**THE PROBLEM:** Convert these records into a two-column CSV with the header row "request,answer" and one row per record, putting its text in the request column and its answer in the answer column. Enclose every field in double quotes and replace each line break inside a field with a space.

**SUPPLIED MATERIAL:**

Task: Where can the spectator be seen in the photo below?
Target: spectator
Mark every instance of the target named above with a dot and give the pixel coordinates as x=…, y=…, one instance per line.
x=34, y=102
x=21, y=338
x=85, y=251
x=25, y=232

**RESULT BELOW:**
request,answer
"Task: Where can the spectator be seen in the photo below? Target: spectator Mark every instance of the target named above with a dot and give the pixel coordinates as x=…, y=…, one instance per line.","x=34, y=102 x=21, y=338 x=85, y=251 x=25, y=232"